Even so, that’s just the executive branch’s interpretation of the law – “not relevant in the world of private contracts, which is where we currently find ourselves.”

And when adopting the plaintiffs’ newer framing of the case and applying Ohio contract law, Johnson reached the same conclusion as he did two years ago: Kappa doesn’t have to exclude transgender members to keep faith with other members.

At the time the women joined the sorority, Kappa had already pronounced a “well-publicized intent … to include transgender women,” wrote Johnson.

Kappa issued a document to members called “bylaws and standing rules revision 2022” three years ago, which is not officially a bylaw, and which announced that the National Panhellenic Conference would define “woman” as a person who lives and self-identifies as a woman.

While that document is not a bylaw, Kappa’s bylaws don’t reference a ‘single-sex’ requirement. The sorority is under powerful private-group autonomy laws that include interpreting its own bylaw language, so “we have no authority to review the dispute.”

Courts do grant exceptions to that protection, in the case of fraud and overshooting corporate powers, for example.

Johnson found the women’s allegations that Kappa falls under those exceptions “conclusory and contradicted by their own evidence,” he wrote.
────
• [TO-DO LIST]
1. In the court-ruling excerpt, how did the 2022 document say the National Panhellenic Conference would define "woman"?
2. Reproduce the part of the court-ruling excerpt between "At the time" and "as a woman.", inclusive.
────
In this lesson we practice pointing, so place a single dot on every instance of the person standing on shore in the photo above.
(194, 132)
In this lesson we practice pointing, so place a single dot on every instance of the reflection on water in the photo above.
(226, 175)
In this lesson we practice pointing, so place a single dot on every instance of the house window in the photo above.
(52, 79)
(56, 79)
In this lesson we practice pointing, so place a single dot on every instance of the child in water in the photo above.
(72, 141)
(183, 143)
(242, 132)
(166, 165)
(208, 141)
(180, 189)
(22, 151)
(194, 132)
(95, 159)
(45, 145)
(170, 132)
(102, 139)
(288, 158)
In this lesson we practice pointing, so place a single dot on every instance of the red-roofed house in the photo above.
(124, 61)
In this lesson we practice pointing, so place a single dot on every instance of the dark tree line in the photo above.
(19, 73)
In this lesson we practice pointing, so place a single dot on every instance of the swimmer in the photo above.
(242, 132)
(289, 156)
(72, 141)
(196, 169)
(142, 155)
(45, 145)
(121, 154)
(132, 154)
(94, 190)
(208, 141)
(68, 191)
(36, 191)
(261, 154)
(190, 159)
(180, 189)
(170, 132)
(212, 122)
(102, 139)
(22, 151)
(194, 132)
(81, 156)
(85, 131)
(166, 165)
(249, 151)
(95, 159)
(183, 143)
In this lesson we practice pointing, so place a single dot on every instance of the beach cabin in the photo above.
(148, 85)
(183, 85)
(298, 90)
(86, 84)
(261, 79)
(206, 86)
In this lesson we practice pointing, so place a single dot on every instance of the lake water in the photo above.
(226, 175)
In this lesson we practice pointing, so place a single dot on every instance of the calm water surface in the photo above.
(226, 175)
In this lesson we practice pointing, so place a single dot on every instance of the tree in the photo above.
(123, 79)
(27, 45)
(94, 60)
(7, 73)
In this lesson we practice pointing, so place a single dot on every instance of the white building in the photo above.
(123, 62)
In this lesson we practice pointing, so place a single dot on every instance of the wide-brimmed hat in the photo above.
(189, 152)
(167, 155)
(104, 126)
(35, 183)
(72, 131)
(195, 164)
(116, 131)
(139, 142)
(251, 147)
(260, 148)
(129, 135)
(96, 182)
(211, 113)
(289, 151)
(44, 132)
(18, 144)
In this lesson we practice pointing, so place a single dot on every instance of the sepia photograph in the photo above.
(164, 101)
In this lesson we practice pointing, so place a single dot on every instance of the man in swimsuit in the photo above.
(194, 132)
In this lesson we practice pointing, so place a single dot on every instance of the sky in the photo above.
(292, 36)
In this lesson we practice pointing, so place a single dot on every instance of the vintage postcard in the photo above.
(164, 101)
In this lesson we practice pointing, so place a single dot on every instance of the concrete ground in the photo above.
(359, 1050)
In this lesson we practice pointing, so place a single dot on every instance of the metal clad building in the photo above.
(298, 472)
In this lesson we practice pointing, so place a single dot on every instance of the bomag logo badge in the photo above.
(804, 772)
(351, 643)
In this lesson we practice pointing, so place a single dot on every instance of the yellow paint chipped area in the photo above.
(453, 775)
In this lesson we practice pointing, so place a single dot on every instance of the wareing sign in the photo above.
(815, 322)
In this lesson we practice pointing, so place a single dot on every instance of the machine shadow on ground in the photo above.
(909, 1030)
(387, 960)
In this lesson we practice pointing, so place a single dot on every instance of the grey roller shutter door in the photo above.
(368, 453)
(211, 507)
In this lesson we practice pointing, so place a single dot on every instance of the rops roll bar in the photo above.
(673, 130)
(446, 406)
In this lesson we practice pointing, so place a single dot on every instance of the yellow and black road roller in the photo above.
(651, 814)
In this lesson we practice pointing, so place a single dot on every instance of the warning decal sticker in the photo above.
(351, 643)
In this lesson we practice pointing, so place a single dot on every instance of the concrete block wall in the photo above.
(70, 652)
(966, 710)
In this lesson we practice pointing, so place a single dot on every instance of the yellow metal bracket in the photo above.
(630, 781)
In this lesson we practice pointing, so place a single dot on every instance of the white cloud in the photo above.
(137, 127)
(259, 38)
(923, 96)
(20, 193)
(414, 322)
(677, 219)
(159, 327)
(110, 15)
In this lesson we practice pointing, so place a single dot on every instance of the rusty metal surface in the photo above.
────
• [REPLIES]
1. As a person who lives and self-identifies as a woman.

2.
At the time the women joined the sorority, Kappa had already pronounced a “well-publicized intent … to include transgender women,” wrote Johnson.

Kappa issued a document to members called “bylaws and standing rules revision 2022” three years ago, which is not officially a bylaw, and which announced that the National Panhellenic Conference would define “woman” as a person who lives and self-identifies as a woman.